### Written problem
Select every line in the records that contains the string "dress", treating uppercase and lowercase letters as different, and copy each of those lines.

### Material for the task
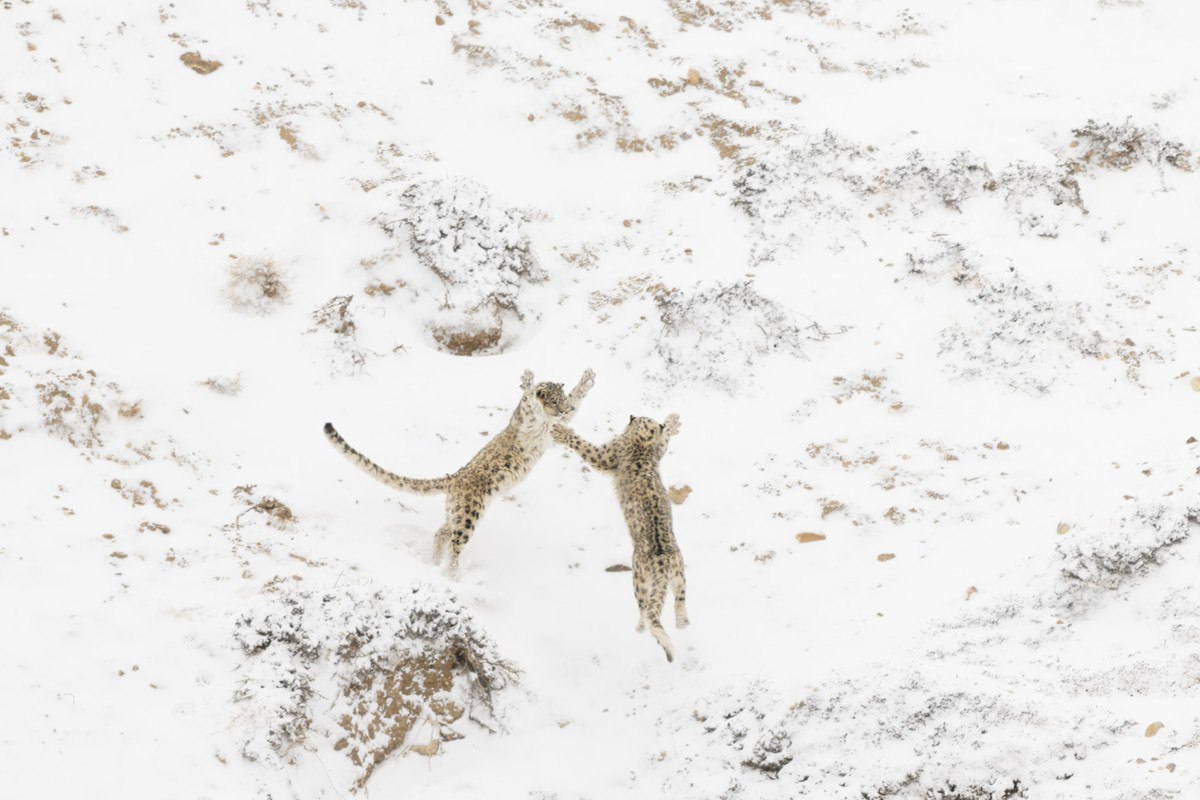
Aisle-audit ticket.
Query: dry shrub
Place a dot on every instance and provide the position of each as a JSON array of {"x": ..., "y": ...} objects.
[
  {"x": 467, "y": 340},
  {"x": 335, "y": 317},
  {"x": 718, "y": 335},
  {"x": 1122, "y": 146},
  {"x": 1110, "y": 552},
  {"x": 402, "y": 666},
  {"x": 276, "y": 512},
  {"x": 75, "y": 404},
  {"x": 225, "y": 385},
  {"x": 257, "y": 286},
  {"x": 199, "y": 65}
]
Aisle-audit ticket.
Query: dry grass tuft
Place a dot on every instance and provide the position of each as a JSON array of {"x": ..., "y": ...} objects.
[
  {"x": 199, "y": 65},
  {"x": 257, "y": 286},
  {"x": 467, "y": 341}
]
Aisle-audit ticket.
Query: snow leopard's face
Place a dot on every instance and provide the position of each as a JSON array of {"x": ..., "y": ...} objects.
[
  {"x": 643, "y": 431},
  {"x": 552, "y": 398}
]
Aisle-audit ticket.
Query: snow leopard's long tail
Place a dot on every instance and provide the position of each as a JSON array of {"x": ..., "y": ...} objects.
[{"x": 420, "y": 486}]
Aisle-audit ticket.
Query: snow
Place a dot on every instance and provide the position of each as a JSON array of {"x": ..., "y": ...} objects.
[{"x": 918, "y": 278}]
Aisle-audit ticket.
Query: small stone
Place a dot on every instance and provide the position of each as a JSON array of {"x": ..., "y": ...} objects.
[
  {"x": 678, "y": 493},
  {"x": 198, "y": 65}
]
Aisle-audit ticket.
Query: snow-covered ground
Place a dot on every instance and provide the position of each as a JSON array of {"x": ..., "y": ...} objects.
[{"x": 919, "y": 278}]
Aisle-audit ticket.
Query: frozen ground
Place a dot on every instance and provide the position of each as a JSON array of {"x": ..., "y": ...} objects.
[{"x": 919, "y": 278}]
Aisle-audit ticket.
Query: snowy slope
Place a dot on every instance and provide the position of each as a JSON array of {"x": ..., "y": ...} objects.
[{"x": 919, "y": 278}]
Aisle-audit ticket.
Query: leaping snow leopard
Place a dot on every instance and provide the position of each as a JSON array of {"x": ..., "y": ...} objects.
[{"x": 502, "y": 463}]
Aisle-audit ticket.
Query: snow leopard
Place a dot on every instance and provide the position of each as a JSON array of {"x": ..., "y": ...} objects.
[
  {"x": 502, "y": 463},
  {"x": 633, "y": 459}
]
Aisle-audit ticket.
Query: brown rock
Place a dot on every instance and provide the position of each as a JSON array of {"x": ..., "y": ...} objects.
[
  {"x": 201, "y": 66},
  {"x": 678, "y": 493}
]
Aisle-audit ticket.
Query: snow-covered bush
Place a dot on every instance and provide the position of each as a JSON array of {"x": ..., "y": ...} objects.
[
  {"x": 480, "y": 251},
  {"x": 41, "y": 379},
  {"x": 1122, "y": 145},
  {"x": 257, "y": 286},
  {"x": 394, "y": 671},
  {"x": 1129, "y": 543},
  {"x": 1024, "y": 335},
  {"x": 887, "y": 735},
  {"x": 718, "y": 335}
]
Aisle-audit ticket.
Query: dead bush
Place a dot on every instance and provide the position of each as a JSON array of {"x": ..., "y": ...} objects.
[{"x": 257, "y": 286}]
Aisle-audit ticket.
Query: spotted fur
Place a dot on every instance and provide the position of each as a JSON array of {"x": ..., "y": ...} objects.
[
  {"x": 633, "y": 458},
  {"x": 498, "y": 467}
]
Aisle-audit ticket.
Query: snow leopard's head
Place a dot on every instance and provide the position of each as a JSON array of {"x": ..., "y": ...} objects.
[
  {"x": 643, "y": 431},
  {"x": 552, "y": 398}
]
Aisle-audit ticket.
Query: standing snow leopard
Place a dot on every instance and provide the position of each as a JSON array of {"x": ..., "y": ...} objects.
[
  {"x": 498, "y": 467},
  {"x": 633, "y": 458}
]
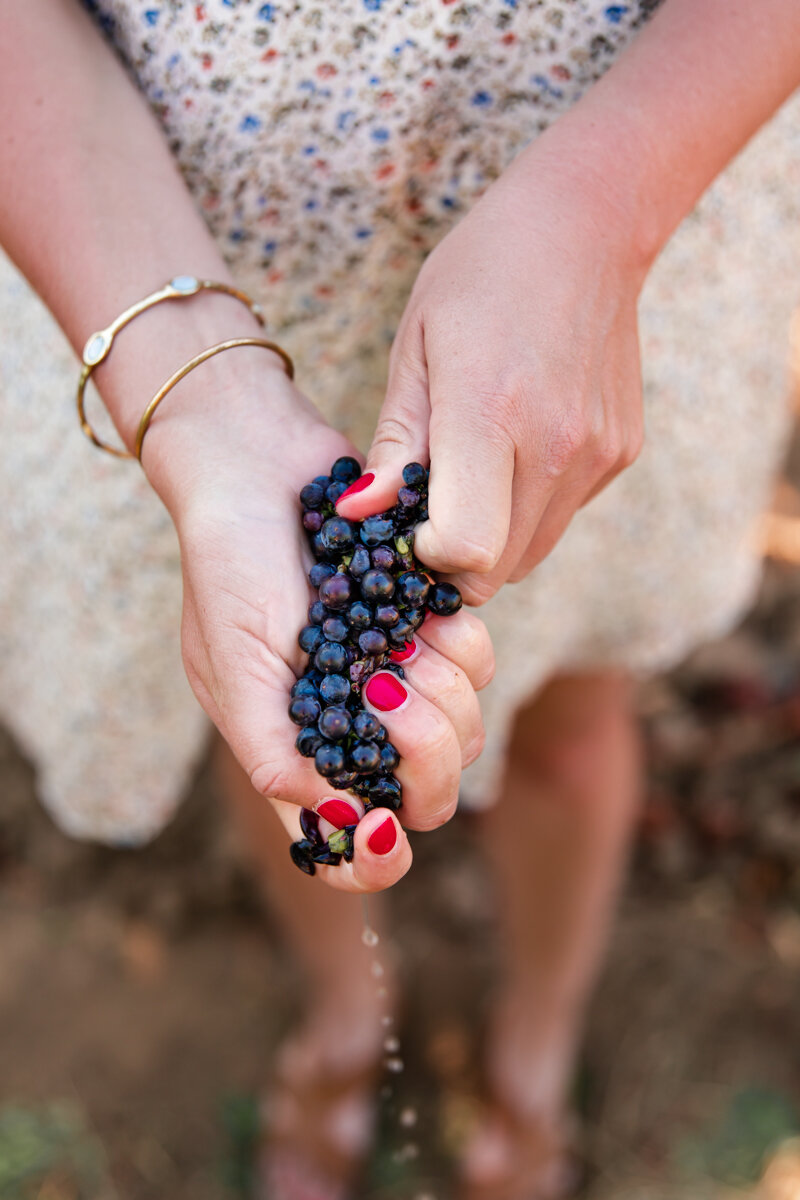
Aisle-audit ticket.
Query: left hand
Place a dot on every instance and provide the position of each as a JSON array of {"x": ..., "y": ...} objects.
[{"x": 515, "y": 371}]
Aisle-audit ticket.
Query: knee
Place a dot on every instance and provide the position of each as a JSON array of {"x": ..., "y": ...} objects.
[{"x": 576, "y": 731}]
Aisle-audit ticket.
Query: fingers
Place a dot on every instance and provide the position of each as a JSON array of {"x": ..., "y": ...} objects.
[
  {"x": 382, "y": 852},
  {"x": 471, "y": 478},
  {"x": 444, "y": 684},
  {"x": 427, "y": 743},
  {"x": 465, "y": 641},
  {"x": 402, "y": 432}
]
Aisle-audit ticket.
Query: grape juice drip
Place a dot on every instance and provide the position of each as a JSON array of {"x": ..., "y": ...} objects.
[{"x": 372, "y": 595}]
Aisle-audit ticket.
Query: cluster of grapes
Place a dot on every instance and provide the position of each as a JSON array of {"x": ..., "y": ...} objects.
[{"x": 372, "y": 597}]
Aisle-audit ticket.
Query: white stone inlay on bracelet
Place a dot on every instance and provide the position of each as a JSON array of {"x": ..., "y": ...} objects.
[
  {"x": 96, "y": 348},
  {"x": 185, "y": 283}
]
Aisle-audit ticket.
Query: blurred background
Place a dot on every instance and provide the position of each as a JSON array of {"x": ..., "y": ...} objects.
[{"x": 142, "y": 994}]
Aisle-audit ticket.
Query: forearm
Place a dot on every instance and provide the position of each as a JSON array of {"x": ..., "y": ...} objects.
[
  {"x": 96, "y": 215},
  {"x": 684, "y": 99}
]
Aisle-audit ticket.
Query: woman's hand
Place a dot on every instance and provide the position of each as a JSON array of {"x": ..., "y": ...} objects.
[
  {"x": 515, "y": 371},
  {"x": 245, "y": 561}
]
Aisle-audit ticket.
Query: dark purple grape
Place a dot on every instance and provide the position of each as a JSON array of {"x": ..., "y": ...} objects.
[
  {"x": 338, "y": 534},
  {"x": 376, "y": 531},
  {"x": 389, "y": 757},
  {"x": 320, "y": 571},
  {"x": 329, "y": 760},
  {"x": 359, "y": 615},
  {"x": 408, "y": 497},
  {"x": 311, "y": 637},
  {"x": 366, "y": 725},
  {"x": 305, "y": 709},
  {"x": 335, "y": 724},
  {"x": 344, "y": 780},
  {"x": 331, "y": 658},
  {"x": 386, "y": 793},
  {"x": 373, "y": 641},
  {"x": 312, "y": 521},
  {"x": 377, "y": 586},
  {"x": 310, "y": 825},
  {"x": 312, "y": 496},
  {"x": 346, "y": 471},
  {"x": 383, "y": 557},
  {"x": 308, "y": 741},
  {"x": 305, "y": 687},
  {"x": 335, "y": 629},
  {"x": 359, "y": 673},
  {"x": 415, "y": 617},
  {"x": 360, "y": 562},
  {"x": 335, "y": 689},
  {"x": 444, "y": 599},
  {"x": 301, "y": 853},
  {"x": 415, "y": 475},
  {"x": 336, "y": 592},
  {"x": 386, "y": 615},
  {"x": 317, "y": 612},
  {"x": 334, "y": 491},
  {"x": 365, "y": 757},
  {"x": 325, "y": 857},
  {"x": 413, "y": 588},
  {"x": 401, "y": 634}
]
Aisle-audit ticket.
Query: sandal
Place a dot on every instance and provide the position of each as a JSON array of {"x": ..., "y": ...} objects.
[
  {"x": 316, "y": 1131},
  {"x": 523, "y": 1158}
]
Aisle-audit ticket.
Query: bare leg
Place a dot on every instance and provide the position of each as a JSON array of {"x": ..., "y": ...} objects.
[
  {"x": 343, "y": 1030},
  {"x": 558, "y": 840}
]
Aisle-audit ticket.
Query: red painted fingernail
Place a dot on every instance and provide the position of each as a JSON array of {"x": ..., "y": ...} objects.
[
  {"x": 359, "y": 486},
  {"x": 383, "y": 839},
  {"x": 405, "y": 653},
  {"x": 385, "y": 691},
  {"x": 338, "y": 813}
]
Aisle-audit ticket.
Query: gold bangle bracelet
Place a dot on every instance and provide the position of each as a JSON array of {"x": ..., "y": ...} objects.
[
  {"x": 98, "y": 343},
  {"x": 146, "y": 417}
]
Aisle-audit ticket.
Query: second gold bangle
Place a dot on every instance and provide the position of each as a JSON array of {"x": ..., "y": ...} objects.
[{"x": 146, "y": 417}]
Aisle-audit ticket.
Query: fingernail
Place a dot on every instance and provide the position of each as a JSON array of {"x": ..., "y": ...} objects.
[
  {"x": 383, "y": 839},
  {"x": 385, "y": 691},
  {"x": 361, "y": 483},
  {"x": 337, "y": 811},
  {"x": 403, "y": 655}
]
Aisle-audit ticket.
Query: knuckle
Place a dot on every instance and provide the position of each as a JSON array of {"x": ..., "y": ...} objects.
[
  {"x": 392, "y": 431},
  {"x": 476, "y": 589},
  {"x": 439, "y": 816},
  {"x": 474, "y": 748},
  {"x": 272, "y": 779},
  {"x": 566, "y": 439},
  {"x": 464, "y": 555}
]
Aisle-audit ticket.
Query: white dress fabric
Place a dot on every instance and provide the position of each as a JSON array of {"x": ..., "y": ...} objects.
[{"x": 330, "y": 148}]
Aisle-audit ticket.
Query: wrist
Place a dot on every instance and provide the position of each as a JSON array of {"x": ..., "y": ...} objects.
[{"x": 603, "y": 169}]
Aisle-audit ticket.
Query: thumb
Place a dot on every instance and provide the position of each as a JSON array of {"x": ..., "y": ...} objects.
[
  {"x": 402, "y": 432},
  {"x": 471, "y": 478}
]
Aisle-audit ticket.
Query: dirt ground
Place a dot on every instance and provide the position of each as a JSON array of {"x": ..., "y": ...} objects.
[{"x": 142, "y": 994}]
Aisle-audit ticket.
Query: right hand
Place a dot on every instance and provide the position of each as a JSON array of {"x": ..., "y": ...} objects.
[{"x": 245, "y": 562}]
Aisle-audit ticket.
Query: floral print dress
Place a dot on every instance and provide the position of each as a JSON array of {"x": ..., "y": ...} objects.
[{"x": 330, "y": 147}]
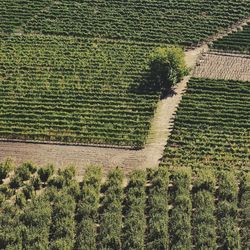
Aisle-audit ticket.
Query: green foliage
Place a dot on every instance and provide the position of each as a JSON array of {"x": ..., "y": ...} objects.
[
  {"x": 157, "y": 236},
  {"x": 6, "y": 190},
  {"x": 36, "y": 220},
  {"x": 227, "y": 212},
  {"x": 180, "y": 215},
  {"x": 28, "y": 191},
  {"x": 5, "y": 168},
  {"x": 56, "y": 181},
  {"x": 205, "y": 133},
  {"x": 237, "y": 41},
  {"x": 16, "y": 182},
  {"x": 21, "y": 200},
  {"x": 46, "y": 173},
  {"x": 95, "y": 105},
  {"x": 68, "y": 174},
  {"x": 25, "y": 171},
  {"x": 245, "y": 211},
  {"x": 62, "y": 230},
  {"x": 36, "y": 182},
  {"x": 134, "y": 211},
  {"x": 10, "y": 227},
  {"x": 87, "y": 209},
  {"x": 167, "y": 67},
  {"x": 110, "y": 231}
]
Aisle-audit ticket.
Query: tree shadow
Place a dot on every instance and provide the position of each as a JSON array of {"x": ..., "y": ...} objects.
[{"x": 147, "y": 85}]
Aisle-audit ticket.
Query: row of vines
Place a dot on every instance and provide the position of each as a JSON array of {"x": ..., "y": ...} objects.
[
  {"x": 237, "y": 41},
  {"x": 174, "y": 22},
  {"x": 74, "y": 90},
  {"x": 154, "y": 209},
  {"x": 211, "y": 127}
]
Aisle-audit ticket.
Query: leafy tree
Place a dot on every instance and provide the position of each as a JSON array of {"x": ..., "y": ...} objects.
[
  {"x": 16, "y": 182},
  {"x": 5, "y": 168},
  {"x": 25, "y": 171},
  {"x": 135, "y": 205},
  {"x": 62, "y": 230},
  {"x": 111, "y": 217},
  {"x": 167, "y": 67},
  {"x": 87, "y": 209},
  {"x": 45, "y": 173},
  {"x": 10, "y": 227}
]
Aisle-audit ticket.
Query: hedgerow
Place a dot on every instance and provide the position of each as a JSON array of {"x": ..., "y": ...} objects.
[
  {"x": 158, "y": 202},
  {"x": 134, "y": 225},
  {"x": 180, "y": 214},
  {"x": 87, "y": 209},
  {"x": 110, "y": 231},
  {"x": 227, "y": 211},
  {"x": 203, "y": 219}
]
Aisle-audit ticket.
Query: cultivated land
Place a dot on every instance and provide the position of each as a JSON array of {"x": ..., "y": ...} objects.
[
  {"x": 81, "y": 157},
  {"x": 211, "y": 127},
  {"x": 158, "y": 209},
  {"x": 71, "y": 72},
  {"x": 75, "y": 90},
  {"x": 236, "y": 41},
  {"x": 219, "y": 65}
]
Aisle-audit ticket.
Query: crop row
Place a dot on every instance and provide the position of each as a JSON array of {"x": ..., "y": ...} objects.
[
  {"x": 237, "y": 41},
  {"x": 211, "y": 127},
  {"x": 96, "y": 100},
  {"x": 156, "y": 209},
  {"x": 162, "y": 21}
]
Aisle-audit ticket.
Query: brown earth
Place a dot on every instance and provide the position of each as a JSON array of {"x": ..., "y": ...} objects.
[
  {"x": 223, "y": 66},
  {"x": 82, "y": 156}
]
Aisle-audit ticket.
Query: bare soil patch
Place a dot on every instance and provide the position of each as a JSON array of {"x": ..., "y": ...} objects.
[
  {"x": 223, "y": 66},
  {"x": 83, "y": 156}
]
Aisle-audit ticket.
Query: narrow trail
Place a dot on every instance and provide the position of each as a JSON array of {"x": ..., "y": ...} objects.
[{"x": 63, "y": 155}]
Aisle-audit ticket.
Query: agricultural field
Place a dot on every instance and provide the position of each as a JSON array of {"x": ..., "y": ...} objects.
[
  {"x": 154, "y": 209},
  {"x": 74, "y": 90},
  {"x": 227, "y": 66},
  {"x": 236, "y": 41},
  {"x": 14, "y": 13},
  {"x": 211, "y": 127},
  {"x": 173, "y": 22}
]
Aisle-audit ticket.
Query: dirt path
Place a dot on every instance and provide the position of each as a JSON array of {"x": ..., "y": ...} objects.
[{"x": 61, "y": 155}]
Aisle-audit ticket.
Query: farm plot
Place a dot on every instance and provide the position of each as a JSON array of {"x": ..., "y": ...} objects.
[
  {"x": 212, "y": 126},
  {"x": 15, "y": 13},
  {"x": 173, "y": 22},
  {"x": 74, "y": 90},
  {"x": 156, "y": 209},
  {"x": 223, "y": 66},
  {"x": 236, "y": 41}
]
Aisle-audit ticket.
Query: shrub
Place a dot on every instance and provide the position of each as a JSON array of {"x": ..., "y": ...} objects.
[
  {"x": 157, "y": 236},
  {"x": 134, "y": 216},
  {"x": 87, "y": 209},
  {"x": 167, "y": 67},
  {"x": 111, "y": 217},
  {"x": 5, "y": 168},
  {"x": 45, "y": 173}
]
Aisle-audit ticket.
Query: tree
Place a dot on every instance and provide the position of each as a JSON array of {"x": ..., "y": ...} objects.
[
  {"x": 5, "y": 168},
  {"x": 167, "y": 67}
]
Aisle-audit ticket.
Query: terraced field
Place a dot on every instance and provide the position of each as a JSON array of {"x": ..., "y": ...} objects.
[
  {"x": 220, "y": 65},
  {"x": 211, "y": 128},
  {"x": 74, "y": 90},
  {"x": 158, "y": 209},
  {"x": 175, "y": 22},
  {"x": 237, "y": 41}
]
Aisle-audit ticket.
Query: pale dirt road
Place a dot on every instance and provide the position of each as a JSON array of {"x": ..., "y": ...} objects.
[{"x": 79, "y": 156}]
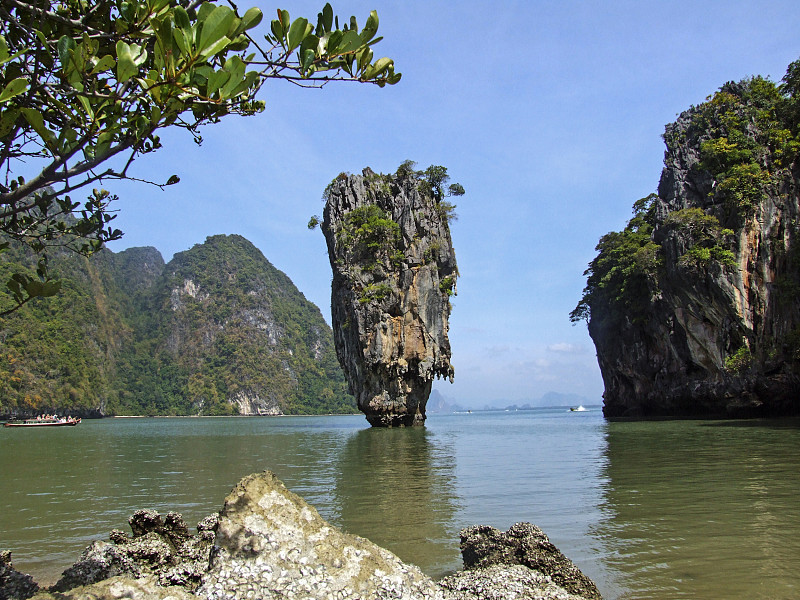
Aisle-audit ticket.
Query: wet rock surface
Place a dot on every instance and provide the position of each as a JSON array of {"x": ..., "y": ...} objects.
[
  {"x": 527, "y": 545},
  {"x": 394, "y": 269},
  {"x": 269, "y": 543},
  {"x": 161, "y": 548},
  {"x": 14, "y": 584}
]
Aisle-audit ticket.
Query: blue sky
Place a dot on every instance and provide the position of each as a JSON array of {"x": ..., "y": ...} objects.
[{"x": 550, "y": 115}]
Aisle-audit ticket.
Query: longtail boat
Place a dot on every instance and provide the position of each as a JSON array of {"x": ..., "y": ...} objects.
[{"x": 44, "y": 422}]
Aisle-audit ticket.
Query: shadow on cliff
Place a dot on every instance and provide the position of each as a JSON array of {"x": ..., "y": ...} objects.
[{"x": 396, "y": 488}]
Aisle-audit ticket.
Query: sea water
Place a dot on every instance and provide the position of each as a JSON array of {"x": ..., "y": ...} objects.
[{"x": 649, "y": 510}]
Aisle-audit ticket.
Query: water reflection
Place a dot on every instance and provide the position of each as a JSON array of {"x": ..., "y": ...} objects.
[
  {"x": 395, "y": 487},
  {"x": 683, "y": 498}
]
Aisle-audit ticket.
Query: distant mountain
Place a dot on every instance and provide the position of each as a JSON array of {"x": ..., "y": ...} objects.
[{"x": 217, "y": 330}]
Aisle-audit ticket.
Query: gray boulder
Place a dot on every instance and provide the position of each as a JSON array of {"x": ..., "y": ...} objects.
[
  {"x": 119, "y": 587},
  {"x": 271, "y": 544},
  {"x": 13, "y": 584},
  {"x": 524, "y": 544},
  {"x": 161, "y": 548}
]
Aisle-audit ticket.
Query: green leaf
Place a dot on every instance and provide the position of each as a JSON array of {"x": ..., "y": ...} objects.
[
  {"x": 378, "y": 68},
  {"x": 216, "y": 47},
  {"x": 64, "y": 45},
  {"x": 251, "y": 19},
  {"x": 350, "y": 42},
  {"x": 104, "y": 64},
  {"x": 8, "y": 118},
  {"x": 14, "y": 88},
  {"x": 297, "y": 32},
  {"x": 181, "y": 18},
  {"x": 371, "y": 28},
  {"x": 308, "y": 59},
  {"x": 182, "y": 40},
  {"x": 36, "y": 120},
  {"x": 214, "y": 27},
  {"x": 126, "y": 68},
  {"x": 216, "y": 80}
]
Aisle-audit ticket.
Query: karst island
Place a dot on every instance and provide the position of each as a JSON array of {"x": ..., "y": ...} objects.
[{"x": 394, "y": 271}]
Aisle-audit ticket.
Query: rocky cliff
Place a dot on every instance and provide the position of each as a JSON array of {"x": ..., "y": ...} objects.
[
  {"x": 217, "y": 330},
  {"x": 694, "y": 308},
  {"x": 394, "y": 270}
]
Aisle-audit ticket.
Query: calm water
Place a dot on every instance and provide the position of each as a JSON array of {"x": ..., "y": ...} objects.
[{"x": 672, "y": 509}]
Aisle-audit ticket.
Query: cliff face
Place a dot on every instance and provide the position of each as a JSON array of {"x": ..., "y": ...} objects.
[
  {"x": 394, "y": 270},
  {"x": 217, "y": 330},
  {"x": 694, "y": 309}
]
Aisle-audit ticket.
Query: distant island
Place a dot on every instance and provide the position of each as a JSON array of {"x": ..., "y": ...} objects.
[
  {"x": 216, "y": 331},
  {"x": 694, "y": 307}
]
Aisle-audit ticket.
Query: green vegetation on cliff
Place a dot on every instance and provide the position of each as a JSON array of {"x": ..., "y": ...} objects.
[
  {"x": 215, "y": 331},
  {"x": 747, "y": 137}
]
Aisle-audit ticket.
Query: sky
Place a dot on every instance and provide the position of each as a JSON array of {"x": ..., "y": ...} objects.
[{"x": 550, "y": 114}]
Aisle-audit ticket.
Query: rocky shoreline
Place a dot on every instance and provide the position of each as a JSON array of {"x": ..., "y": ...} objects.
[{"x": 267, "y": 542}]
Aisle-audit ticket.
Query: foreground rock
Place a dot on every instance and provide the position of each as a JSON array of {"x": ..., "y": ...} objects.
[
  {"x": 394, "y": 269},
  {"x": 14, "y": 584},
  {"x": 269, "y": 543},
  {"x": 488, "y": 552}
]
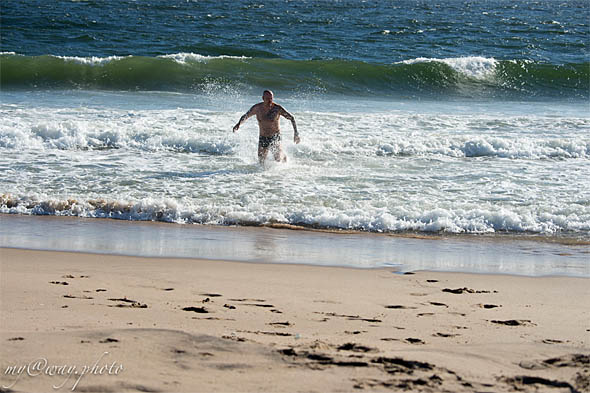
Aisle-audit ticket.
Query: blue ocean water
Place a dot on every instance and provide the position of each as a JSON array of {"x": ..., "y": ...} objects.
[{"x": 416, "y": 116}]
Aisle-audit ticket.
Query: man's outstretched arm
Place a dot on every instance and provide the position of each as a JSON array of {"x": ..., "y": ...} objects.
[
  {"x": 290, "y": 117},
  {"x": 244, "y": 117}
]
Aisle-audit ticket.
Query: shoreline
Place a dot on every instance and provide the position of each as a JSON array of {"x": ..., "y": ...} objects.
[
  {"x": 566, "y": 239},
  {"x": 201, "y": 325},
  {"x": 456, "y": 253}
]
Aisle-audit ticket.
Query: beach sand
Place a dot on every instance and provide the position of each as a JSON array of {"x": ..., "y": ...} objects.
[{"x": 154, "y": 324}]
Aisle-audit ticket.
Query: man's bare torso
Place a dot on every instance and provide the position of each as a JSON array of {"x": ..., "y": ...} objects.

### Solved exercise
Query: white dress fabric
Query: floral print dress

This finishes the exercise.